What you have to do: Rewrite everything in the ring gauge thread below from "## freakygar (Dec" down to "ship to you.", updating "$30" to "$25".

-- Start of Document segment --

# Looking for a ring gauge tool



## livwire68 (Oct 2, 2006)

Does anyone know where I can find one of the wooden ring gauge tools shaped like a leaf? I think there are brass inserts in the sizeing holes.
Thanks
Coy


----------



## Mr.Maduro (Aug 2, 2006)

Hey Rick, I don't know of any vendor who keeps these in stock, but they do pop up on eBay from time to time.


----------



## freakygar (Dec 13, 2007)

I saw one at one of the B&M's around here. I think the guy wanted like $30. I have no idea what these are supposed to sell for. I you want I can find out the actual price for you. Then if you want it I can pick it up and ship to you.

Let me know.


----------



## ErikH (Apr 22, 2008)

PM sent...


----------



## ErikH (Apr 22, 2008)

Is this the one you're looking for?


----------



## parafumar (Aug 23, 2008)

ErikH said:


> Is this the one you're looking for?
> 
> View attachment 9553


That's nice... I want one.


----------



## yayson (Aug 21, 2006)

-- End of Document segment --
-- Start of Data excerpts --

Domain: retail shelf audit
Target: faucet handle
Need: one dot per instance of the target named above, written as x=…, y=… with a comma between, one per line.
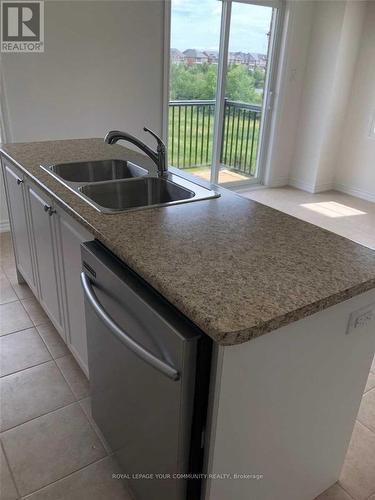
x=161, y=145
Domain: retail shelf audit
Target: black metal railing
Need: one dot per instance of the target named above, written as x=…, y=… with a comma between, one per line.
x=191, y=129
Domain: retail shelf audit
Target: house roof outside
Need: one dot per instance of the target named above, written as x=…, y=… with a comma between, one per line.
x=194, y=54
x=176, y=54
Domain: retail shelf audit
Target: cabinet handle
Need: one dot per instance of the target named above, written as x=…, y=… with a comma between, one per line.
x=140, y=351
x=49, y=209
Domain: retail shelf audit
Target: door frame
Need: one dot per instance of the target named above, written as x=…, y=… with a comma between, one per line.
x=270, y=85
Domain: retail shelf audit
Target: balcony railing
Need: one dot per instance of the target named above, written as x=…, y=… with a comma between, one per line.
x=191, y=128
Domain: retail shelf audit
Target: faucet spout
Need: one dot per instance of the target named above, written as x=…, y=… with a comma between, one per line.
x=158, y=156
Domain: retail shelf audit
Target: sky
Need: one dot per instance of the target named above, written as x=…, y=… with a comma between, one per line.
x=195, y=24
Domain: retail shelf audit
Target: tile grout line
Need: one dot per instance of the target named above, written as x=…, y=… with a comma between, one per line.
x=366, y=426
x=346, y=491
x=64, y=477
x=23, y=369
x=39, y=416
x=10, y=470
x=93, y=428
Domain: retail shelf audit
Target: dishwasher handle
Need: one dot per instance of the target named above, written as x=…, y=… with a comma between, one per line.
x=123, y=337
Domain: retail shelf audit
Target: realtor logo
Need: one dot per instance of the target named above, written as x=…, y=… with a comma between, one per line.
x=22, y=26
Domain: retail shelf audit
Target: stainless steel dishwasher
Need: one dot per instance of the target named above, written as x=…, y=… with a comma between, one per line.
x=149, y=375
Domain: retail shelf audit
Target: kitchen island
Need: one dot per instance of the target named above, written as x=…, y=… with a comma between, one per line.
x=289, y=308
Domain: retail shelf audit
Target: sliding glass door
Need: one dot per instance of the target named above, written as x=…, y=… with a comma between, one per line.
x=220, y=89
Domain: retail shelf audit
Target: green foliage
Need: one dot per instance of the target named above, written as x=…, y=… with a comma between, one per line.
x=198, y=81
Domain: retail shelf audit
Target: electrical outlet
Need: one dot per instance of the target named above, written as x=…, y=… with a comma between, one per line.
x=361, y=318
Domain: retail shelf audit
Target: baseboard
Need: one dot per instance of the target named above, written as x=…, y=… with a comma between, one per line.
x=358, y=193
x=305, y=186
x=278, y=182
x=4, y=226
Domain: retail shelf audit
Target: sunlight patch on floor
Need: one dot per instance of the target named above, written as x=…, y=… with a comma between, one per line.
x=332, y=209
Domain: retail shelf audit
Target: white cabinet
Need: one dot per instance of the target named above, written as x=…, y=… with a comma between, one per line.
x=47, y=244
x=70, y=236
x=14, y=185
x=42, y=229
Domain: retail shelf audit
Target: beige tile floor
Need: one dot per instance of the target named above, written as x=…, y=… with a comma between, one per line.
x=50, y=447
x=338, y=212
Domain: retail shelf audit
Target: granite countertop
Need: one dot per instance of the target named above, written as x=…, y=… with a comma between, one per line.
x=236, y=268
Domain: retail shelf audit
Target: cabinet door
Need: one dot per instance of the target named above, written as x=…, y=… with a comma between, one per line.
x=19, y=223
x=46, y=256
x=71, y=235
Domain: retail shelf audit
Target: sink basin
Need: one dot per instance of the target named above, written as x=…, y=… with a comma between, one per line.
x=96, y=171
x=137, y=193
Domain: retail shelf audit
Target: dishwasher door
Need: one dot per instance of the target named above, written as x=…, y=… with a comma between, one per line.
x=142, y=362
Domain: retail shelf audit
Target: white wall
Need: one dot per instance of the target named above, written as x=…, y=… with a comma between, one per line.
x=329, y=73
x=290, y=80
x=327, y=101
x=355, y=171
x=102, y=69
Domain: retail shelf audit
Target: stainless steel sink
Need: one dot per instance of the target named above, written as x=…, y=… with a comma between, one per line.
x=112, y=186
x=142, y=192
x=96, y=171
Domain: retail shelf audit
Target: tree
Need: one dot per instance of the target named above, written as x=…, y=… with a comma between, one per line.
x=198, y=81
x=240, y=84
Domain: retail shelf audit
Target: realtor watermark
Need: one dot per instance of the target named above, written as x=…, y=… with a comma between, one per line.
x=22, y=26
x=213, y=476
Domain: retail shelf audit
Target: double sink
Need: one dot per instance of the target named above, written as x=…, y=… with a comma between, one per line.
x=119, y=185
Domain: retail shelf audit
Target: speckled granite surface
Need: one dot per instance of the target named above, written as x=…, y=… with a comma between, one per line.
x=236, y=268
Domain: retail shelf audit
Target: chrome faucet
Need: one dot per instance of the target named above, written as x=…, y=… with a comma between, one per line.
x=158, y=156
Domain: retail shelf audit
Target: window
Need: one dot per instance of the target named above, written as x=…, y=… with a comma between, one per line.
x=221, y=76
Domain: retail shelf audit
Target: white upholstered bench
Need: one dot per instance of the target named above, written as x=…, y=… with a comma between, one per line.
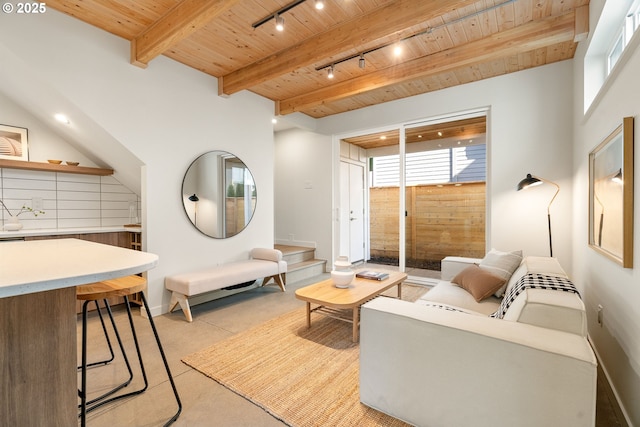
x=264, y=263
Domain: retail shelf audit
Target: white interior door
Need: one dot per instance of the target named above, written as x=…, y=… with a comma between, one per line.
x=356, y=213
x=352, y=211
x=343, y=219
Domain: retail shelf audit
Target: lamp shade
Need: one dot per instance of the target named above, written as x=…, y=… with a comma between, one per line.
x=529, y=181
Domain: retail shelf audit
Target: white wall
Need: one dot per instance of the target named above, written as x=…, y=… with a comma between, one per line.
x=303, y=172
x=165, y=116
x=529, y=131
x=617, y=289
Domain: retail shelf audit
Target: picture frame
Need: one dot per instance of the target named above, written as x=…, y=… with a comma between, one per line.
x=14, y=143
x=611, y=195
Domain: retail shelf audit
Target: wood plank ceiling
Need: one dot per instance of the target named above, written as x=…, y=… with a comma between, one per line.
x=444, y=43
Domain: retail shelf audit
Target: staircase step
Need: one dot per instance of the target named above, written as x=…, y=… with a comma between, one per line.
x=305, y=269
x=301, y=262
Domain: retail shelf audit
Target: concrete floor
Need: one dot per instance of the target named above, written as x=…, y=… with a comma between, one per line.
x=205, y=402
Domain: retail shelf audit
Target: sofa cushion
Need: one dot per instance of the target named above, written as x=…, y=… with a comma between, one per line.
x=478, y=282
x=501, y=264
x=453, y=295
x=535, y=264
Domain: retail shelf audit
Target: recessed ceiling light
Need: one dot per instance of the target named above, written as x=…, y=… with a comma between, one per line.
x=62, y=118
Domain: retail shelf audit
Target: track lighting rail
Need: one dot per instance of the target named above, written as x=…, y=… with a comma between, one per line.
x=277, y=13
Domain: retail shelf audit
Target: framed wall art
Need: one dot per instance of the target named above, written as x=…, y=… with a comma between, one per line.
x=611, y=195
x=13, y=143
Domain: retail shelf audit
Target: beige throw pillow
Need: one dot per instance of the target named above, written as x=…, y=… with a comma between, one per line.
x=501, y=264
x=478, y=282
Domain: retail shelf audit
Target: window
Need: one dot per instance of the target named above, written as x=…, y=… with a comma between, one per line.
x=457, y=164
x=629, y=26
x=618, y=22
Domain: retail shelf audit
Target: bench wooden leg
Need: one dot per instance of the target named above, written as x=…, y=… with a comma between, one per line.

-- End of Data excerpts --

Response below:
## freakygar (Dec 13, 2007)

I saw one at one of the B&M's around here. I think the guy wanted like $25. I have no idea what these are supposed to sell for. I you want I can find out the actual price for you. Then if you want it I can pick it up and ship to you.